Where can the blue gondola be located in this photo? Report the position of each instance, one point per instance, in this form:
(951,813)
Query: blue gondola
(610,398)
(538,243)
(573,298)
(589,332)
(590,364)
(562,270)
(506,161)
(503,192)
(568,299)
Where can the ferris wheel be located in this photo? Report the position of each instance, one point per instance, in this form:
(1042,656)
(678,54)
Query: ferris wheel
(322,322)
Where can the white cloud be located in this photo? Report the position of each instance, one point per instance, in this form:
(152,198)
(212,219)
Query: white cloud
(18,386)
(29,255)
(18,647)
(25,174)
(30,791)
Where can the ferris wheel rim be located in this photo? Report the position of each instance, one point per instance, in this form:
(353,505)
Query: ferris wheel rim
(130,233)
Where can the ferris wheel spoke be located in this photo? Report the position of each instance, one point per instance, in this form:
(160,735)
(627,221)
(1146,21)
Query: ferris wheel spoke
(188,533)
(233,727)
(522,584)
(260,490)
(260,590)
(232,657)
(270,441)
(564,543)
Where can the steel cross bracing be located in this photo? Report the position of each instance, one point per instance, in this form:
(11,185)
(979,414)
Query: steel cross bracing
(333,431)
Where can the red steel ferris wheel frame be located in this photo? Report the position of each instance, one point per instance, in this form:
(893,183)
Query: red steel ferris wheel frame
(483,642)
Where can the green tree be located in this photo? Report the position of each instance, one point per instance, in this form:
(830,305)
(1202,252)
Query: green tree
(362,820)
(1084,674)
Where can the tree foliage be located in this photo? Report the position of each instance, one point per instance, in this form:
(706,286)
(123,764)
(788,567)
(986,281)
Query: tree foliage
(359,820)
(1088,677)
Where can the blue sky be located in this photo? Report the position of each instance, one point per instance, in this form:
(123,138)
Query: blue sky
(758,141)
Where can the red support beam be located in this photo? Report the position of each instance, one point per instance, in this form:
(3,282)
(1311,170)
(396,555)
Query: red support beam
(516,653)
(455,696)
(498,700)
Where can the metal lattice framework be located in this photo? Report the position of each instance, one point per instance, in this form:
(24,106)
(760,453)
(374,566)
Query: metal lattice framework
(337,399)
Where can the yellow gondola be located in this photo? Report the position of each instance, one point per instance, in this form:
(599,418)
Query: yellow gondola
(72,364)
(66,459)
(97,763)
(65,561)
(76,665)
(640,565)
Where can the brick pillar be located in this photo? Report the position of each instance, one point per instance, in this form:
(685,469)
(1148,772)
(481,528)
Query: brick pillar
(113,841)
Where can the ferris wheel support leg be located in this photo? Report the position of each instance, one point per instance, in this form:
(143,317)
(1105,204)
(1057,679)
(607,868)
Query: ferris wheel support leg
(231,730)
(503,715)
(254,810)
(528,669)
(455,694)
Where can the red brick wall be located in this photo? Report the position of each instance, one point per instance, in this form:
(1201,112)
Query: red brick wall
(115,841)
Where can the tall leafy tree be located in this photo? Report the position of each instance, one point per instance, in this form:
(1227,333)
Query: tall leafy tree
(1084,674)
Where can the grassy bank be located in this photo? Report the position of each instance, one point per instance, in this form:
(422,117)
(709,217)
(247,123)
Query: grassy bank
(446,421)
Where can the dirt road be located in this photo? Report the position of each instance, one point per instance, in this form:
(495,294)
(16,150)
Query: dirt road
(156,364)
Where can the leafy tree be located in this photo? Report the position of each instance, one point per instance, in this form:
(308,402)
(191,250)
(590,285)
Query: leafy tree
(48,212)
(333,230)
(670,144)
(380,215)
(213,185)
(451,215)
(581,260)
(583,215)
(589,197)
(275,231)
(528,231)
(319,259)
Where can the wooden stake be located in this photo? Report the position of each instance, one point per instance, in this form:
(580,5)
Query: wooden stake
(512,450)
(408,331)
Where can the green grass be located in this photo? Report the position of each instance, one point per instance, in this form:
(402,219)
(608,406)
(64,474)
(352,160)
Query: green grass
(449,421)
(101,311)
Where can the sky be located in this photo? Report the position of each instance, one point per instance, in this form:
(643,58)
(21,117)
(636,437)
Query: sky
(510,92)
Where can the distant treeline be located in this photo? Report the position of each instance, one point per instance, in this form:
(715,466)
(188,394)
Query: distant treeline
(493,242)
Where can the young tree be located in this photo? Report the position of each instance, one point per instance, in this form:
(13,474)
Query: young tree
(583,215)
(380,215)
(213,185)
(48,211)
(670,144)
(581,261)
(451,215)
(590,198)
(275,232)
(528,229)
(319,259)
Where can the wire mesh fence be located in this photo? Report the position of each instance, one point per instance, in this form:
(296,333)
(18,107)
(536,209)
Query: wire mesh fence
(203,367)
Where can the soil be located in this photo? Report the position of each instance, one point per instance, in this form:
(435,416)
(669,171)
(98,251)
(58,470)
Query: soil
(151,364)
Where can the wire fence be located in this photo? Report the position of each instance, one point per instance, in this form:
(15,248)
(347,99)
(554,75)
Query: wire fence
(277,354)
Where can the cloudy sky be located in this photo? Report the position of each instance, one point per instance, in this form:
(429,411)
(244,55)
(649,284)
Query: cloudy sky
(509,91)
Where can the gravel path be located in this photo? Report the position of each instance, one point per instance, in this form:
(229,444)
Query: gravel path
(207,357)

· · · · · · ·

> [Problem to work on] Take the entries above and transcribe them exactly.

> [Right answer]
Where can the blue gondola be located in this photo? Report the position of each instance, one point per instance, in this form:
(951,813)
Query: blue gondola
(610,398)
(538,243)
(573,298)
(589,332)
(590,364)
(562,270)
(506,161)
(503,192)
(568,299)
Where can the ferris wheel be located in this photo? Report the position of each instance, one point per instance, in this form:
(1042,656)
(678,54)
Query: ferris wheel
(322,322)
Where can the white cloud be located in this photo? Report the position of each instance, one point per instance, in this form:
(152,198)
(212,219)
Query: white cloud
(18,386)
(29,255)
(18,647)
(25,174)
(30,791)
Where can the ferris wheel rim be located in this photo? Report the position of each instance, one point per instance, in this form:
(353,505)
Query: ferris wheel rim
(130,233)
Where can the ferris wheel spoke be located in this photo? Report the position of each instance, one point per instance, in this form:
(160,735)
(627,221)
(1146,21)
Query: ferris wheel spoke
(188,533)
(233,727)
(522,584)
(260,490)
(260,590)
(232,657)
(270,441)
(564,543)
Where can the steel cross bracing be located in this photo? Report the position of each instance, one point per instance, in this form:
(11,185)
(979,414)
Query: steel cross bracing
(333,431)
Where can the red steel ferris wheel frame be located in this photo? Report the position of each instance, one point per instance, in this form:
(893,183)
Query: red steel ferris wheel frame
(483,642)
Where can the green tree be located in this photo? Report the position of each instance, one point per instance, in this form:
(830,305)
(1202,252)
Query: green tree
(362,820)
(1084,674)
Where can the tree foliage be located in this photo? Report the position of each instance, one point per instance, in this form:
(706,286)
(123,764)
(788,567)
(986,281)
Query: tree foliage
(359,820)
(1088,677)
Where can the blue sky be located in this photo? Report the position of each instance, one point per instance, in this form:
(123,138)
Query: blue sky
(758,141)
Where can the red support beam be located in this photo? Report the position of each instance, one point per instance, in this form:
(3,282)
(1311,170)
(396,555)
Query: red support beam
(516,653)
(455,696)
(498,700)
Where can the metal lattice framework be located in this photo? Report the position of each instance, one point per instance, in this form:
(24,106)
(760,453)
(374,566)
Query: metal lattice framework
(337,399)
Where can the yellow gondola be located in this photo? Report the position of each instance, one point per instance, in this form:
(599,418)
Query: yellow gondola
(72,364)
(66,459)
(97,763)
(65,561)
(76,665)
(640,565)
Where can the brick pillar be located in this photo? Report the position of each instance, one point per instance, in this form:
(685,469)
(1148,772)
(481,528)
Query: brick pillar
(113,841)
Where can the ferris wheel support leg be located in this photo? Report the position of each instance, one point per instance, in this form:
(143,317)
(1105,204)
(1057,679)
(607,868)
Query: ferris wheel support leg
(231,730)
(503,715)
(254,810)
(528,669)
(455,694)
Where can the red brick wall be located in this photo? Report the position of each instance, one point per instance, in this form:
(1201,112)
Query: red brick wall
(115,841)
Where can the tall leafy tree be located in this photo? Report the position of each instance, one point per instance, in this form:
(1227,333)
Query: tall leafy tree
(1084,674)
Where can the grassy bank be located in this photo? Report the position of each instance, one point per instance, in this form:
(422,117)
(709,217)
(247,123)
Query: grassy bank
(446,421)
Where can the dirt road be located in this photo? Report the position of each instance, one point per instance, in this form:
(495,294)
(16,150)
Query: dirt road
(156,364)
Where can the leafy tree be located in this photo? Report the position of each instance, one point per instance, in this form:
(308,402)
(191,250)
(590,285)
Query: leafy tree
(48,212)
(333,230)
(670,144)
(380,215)
(213,185)
(451,215)
(581,260)
(583,215)
(589,197)
(275,231)
(528,231)
(319,259)
Where can the wooden stake be located in this photo? Report the position of each instance, one point per instance, in this form:
(580,5)
Query: wooden stake
(512,450)
(408,331)
Where can the green grass be located in this photo? Report the position of each instance, one point per instance, in this form:
(402,219)
(608,406)
(64,474)
(352,160)
Query: green grass
(449,421)
(101,311)
Where can the sky be located in this photo? Report the position of each instance, one point per instance, in this form:
(643,58)
(21,117)
(636,437)
Query: sky
(510,92)
Where can the distant treeline be located in this photo? Report the position of each instance, one point per instance, in this form:
(715,466)
(188,394)
Query: distant treeline
(493,242)
Where can the young tree be located in this photo? Report the position of each instance, one point per instance, in this form:
(13,474)
Query: young tree
(583,215)
(380,215)
(213,185)
(48,211)
(670,144)
(581,261)
(451,215)
(590,198)
(275,232)
(528,229)
(319,259)
Where can the wire mesh fence be located in this photo? Report the position of each instance, one point per instance, in this form:
(296,333)
(18,107)
(536,209)
Query: wire mesh fence
(203,367)
Where can the soil be located in this photo? Report the position of each instance, one point per instance, in this form:
(435,416)
(669,171)
(98,251)
(58,470)
Query: soil
(151,364)
Where can the wire fence be located in this photo? Report the position of each instance, one point per instance, in this form:
(15,248)
(347,99)
(554,75)
Query: wire fence
(277,354)
Where can the cloudy sky be located in this photo? Report the position of each instance, one point per instance, in this form:
(429,411)
(244,55)
(649,284)
Query: cloudy sky
(509,91)
Where can the gravel path be located in this photo? Report the position of each instance, one point per instance, in this form:
(229,444)
Query: gravel path
(207,357)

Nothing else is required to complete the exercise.